▶ _STUDY QUESTIONS_:
(1) List every university that the profile of Arash Zaghi names.
(2) Reproduce the part of the profile of Arash Zaghi starting with "By Mary Lord" and going on through "Francisco-Oakland Bay Bridge.".

By Mary Lord
Just 34, Arash Zaghi can point to a string of achievements. After graduating at the top of Iran’s prestigious Sharif University of Technology, he worked as a project engineer in Tehran while earning a master’s in earthquake engineering. Arriving in the United States, he whipped through a Ph.D. in civil engineering from the University of Nevada, Reno in just three years. There, he developed a seismic-design method for a novel connection detail that was incorporated in the new San Francisco-Oakland Bay Bridge.
Joining the University of Connecticut in 2011, Zaghi soon won back-to-back awards for teaching excellence. He also established a research lab to study the design of multihazard-resilient infrastructure, launched a start-up, and filed for a patent for an ingenious bridge-column system. His latest endeavor, however, veers sharply away from roads and girders. It’s based on a discovery about himself.

▶ _RECORDED DATA_:
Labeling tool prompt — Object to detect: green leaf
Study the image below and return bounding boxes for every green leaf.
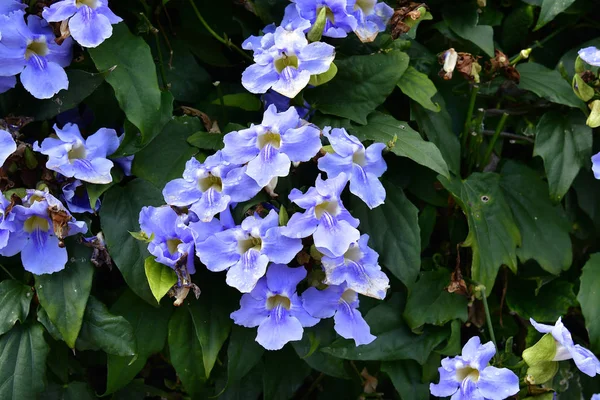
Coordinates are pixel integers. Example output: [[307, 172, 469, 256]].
[[353, 112, 450, 178], [411, 93, 460, 175], [35, 242, 94, 348], [500, 160, 573, 275], [404, 269, 468, 331], [132, 116, 202, 188], [104, 290, 173, 395], [440, 173, 521, 295], [398, 66, 441, 112], [350, 180, 421, 286], [381, 360, 429, 400], [443, 4, 494, 57], [306, 50, 408, 124], [533, 111, 592, 202], [76, 296, 136, 356], [517, 62, 584, 108], [577, 253, 600, 354], [263, 346, 311, 400], [0, 323, 50, 399], [100, 179, 163, 304], [0, 279, 33, 335], [144, 256, 177, 303], [88, 24, 173, 155], [533, 0, 575, 31]]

▶ _ANSWERS TO THE PROBLEMS_:
(1)
Sharif University of Technology
University of Nevada, Reno
University of Connecticut

(2)
By Mary Lord
Just 34, Arash Zaghi can point to a string of achievements. After graduating at the top of Iran’s prestigious Sharif University of Technology, he worked as a project engineer in Tehran while earning a master’s in earthquake engineering. Arriving in the United States, he whipped through a Ph.D. in civil engineering from the University of Nevada, Reno in just three years. There, he developed a seismic-design method for a novel connection detail that was incorporated in the new San Francisco-Oakland Bay Bridge.